### What to do
Gather every line below that contains the word "wing", and count a match only when its capitalization is the same.

* Begin Exercise materials *

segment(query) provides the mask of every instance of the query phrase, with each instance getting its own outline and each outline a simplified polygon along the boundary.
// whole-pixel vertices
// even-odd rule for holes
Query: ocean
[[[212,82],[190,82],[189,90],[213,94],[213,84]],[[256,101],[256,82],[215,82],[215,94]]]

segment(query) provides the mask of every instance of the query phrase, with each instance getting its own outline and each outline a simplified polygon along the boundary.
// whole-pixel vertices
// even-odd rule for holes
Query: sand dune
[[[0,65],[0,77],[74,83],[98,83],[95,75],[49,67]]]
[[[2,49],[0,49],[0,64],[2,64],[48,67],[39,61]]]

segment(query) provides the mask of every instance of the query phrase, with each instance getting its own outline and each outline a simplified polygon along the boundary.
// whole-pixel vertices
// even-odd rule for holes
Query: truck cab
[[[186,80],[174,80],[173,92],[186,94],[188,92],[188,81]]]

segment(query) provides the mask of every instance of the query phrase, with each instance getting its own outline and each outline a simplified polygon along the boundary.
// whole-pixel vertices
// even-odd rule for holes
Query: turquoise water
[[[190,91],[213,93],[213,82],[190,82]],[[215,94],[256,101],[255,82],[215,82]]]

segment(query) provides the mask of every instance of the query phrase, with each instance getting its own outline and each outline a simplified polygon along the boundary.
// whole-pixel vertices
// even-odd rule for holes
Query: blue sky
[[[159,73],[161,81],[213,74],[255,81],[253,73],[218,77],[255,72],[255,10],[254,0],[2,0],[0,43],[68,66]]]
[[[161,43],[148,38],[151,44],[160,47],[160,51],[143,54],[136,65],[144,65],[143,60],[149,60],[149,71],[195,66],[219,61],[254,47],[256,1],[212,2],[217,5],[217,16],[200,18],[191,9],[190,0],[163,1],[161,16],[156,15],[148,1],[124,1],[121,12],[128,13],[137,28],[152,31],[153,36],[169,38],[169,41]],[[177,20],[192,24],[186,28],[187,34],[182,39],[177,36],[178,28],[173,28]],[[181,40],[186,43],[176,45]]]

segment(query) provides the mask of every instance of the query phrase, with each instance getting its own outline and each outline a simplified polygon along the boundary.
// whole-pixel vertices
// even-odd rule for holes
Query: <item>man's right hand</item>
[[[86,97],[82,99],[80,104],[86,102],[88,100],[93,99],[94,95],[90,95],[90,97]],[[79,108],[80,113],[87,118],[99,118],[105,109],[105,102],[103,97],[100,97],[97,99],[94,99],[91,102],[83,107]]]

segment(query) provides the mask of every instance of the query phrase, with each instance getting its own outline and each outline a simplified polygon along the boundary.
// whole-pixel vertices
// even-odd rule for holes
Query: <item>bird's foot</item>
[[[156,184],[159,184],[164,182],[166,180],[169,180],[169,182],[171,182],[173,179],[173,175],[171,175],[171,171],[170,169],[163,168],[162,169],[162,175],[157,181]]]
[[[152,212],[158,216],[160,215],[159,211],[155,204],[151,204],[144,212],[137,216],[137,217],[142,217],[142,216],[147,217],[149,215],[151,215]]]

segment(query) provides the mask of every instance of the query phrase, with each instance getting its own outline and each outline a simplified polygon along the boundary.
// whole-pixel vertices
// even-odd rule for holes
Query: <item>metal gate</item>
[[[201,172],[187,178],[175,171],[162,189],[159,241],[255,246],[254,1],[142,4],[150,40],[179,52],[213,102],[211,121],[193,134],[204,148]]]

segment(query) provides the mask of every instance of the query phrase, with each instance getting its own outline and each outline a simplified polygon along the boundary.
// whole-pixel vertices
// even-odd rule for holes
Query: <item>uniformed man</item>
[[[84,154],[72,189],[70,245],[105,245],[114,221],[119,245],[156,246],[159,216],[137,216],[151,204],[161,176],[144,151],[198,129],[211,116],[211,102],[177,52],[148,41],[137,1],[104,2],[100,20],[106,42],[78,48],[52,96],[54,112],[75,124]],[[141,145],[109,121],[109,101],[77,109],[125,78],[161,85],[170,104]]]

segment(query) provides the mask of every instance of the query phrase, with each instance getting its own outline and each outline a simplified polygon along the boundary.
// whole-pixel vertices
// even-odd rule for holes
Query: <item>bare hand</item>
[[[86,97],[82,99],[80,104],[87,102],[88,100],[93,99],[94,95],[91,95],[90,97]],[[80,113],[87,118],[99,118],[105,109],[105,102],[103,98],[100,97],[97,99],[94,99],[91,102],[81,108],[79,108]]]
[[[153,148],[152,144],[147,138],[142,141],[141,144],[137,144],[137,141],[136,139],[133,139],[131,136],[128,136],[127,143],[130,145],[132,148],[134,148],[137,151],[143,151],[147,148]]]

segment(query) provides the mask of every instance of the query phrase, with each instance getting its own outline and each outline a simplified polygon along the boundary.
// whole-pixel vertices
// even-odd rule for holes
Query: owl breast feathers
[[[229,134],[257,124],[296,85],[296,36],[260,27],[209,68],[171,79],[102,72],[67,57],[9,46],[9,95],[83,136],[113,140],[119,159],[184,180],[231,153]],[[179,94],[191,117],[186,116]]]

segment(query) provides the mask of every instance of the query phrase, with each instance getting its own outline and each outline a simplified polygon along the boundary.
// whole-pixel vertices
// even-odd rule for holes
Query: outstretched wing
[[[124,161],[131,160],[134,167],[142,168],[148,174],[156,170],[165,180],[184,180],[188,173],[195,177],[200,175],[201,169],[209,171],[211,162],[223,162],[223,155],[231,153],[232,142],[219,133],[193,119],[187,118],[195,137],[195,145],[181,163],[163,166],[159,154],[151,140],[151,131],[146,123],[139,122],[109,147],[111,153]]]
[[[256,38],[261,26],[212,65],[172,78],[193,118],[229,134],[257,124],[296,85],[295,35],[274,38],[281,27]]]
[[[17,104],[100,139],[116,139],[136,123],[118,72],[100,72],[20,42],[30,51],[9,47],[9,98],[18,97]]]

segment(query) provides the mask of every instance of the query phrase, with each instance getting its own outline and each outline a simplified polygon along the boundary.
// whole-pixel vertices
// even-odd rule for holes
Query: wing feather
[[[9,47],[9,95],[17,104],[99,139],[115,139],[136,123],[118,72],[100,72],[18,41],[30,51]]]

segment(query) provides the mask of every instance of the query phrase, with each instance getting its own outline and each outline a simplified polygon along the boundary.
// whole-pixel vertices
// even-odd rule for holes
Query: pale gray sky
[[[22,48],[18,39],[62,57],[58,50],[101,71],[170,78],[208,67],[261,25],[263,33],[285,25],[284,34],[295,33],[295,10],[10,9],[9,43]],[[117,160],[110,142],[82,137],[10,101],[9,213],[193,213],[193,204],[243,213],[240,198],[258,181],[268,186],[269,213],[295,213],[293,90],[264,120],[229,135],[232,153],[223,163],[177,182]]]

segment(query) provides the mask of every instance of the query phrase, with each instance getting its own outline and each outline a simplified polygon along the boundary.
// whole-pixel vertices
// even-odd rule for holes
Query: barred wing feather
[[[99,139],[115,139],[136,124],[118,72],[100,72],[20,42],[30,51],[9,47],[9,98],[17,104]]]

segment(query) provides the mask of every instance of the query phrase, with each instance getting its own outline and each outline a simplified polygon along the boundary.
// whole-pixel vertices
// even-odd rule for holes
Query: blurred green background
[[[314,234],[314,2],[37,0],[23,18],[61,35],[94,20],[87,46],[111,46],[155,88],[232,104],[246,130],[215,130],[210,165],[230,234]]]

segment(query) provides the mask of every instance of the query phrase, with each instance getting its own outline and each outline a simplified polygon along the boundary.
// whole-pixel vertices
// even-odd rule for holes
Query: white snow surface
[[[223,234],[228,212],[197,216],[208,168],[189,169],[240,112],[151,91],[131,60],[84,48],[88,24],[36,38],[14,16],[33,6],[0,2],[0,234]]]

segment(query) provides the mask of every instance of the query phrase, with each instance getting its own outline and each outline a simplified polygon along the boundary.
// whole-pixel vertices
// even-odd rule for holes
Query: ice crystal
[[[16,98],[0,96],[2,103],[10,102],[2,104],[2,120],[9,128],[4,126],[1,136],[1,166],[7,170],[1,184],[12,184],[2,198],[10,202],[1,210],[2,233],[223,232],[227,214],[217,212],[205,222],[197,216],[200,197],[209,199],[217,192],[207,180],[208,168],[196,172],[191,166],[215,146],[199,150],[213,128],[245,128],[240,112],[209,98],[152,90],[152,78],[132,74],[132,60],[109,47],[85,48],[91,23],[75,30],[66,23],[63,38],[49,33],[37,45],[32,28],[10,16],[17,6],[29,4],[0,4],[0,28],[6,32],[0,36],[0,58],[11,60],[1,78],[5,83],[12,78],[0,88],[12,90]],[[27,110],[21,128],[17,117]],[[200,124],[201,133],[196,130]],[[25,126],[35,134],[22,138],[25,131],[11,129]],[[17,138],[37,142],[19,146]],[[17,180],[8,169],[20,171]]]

* End Exercise materials *

### Solution below
Query: outstretched wing
Query: wing feather
Query: barred wing feather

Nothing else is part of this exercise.